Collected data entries
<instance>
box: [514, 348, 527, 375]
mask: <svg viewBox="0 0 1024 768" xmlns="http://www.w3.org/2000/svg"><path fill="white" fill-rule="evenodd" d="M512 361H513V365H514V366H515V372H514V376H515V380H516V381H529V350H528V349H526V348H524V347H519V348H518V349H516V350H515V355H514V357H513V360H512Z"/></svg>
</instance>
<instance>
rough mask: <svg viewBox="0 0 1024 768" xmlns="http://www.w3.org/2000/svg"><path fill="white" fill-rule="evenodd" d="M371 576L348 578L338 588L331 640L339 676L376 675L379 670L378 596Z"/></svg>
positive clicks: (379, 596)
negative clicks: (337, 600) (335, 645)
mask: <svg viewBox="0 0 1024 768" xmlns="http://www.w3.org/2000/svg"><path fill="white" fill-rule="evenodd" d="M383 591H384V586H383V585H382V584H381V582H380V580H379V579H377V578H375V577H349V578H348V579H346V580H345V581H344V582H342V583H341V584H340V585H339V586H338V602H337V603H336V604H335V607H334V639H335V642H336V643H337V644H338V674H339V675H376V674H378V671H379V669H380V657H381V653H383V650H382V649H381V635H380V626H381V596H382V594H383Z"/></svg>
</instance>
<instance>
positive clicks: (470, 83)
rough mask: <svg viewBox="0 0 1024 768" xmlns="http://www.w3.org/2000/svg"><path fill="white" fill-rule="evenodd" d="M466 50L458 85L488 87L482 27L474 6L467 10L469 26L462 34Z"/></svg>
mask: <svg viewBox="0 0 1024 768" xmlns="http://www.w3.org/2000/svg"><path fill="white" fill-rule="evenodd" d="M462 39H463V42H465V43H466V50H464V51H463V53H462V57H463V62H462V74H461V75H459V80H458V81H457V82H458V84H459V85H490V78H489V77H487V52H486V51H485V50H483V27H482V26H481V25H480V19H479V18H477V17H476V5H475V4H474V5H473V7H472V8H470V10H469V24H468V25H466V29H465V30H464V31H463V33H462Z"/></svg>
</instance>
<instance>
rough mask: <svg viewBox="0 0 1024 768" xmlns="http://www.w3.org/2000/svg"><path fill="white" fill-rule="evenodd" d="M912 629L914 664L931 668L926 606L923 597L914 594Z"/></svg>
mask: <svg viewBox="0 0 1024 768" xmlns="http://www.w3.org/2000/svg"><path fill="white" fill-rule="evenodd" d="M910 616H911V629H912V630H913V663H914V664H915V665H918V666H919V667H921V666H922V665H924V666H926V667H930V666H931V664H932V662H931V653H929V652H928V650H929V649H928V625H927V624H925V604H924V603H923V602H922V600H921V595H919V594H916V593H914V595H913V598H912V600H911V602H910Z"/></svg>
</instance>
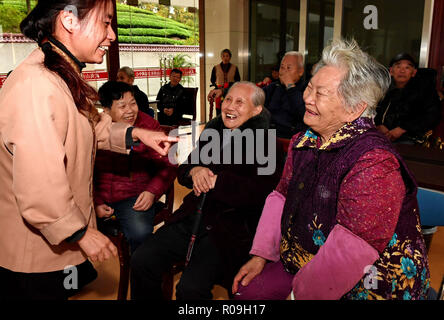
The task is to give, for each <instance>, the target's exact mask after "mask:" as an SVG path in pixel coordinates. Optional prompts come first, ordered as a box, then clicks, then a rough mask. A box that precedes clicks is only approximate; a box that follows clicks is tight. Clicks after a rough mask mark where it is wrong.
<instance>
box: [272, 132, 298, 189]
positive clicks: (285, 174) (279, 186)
mask: <svg viewBox="0 0 444 320" xmlns="http://www.w3.org/2000/svg"><path fill="white" fill-rule="evenodd" d="M300 136H301V133H299V134H295V135H294V136H293V137H292V138H291V141H290V144H289V145H288V151H287V160H286V161H285V166H284V170H283V172H282V176H281V179H280V180H279V184H278V186H277V187H276V191H277V192H279V193H280V194H281V195H283V196H284V197H287V189H288V184H289V183H290V180H291V177H292V176H293V151H294V150H293V147H292V146H293V145H294V143H295V141H296V140H298V138H299V137H300Z"/></svg>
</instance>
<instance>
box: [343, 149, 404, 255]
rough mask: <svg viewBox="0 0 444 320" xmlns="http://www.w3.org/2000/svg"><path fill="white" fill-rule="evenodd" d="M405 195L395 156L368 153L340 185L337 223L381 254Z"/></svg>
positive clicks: (359, 161)
mask: <svg viewBox="0 0 444 320" xmlns="http://www.w3.org/2000/svg"><path fill="white" fill-rule="evenodd" d="M404 194H405V185H404V182H403V179H402V176H401V173H400V170H399V163H398V161H397V159H396V157H395V156H394V155H393V154H392V153H390V152H388V151H385V150H381V149H375V150H373V151H370V152H368V153H366V154H364V155H363V156H362V157H361V158H360V159H359V160H358V162H357V163H356V165H355V166H354V167H353V169H352V170H351V171H350V172H349V173H348V174H347V176H346V177H345V179H344V180H343V182H342V185H341V188H340V191H339V198H338V214H337V222H338V223H339V224H341V225H343V226H344V227H346V228H348V229H349V230H350V231H352V232H353V233H354V234H356V235H357V236H359V237H360V238H362V239H364V240H365V241H367V242H368V243H369V244H370V245H371V246H373V247H374V248H375V249H376V250H378V251H379V252H382V251H383V250H384V248H385V247H386V246H387V244H388V243H389V241H390V239H391V238H392V236H393V233H394V231H395V227H396V224H397V222H398V217H399V213H400V210H401V205H402V201H403V199H404Z"/></svg>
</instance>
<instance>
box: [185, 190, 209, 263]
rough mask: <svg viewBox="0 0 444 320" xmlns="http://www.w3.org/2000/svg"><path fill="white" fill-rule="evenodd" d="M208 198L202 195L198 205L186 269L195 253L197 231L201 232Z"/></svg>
mask: <svg viewBox="0 0 444 320" xmlns="http://www.w3.org/2000/svg"><path fill="white" fill-rule="evenodd" d="M206 197H207V194H206V193H204V194H202V195H201V196H200V200H199V203H198V204H197V210H196V214H197V218H196V220H195V221H194V226H193V232H192V235H191V240H190V244H189V245H188V252H187V258H186V260H185V267H186V266H187V265H188V263H189V262H190V259H191V253H192V252H193V247H194V242H195V241H196V236H197V231H198V230H199V226H200V220H201V219H202V207H203V205H204V203H205V198H206Z"/></svg>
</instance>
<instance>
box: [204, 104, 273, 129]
mask: <svg viewBox="0 0 444 320" xmlns="http://www.w3.org/2000/svg"><path fill="white" fill-rule="evenodd" d="M270 119H271V114H270V111H268V110H267V109H266V108H265V107H262V112H261V113H259V114H258V115H257V116H254V117H252V118H250V119H248V120H247V121H245V122H244V123H243V124H242V125H241V126H239V128H237V129H239V130H241V131H242V130H244V129H269V128H270ZM209 128H211V129H216V130H223V129H227V127H225V125H224V122H223V120H222V115H219V116H217V117H216V118H214V119H212V120H211V121H210V122H208V123H207V125H206V126H205V129H209Z"/></svg>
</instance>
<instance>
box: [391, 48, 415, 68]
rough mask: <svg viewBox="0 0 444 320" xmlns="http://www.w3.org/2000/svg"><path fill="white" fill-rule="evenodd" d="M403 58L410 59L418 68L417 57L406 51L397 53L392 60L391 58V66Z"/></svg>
mask: <svg viewBox="0 0 444 320" xmlns="http://www.w3.org/2000/svg"><path fill="white" fill-rule="evenodd" d="M401 60H407V61H409V62H410V63H411V64H412V65H413V66H414V67H415V69H418V63H417V62H416V61H415V59H414V58H413V57H412V56H411V55H409V54H408V53H406V52H401V53H399V54H397V55H396V56H395V57H394V58H393V59H392V60H390V64H389V67H392V66H393V65H394V64H395V63H397V62H399V61H401Z"/></svg>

→ **ASSIGNED TASK**:
Which lines in the rows above contain the string "positive", matching case exactly? Extract each of those lines in full.

→ **ANSWER SPACE**:
positive clicks: (379, 596)
positive clicks: (470, 83)
positive clicks: (285, 174) (279, 186)
positive clicks: (359, 161)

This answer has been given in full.